------ Page text ------

A type-safe, realtime collaborative Graph Database in a CRDT
29 points by phpnode 2 hours ago | 9 comments

2ndorderthought 27 minutes ago
Can anyone explain why it is a good idea to make a graphdb in typescript? This not a language flamewar question, more of an implementation details question.

Though typescript is pretty fast, and the language is flexible, we all know how demanding graph databases are. How hard they are to shard, etc. It seems like this could be a performance trap. Are there successful rbdms or nosql databases out there written in typescript?

Also why is everything about LLMs now? Can't we discuss technologies for their face value anymore. It's getting kind of old to me personally.

reply
phpnode 19 minutes ago
I needed it to be possible to run the graph in the browser and cloudflare workers, so TS was a natural fit here. It was built as an experiment into end to end type safety - nothing to do with LLMs, but it ended up being useful in the product I'm building. It's not designed for large data sets.
reply
2ndorderthought 15 minutes ago
Makes sense thanks for explaining the use case. The LLM question was only because of the comments at the time of the post.

The query syntax looks nice by the way.

reply
phpnode 13 minutes ago
thanks, it was as close to Gremlin[0] as I could get without losing type safety (Gremlin is untyped)

[0] https://tinkerpop.apache.org/

reply
lo1tuma 16 minutes ago
15 years ago I was a big fan of this chaining methods pattern. These days I don’t like it anymore. Especially when it comes to unit-testing and implementing fake objects it becomes quite cumbersome to setup the exact same interface.

------

Answer these from the thread:
1. Where did phpnode need to be able to run the graph?
2. Which query language did phpnode keep the syntax as close to as possible?
3. According to lo1tuma, what becomes cumbersome with the chaining methods pattern?
Please rely only on the thread above.

------ Supplied information ------

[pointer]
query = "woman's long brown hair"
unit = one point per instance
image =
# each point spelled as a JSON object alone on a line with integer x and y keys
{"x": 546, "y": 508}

------

**Response:**
1. In the browser and in Cloudflare workers.
2. Gremlin.
3. Setting up the exact same interface when unit-testing and implementing fake objects.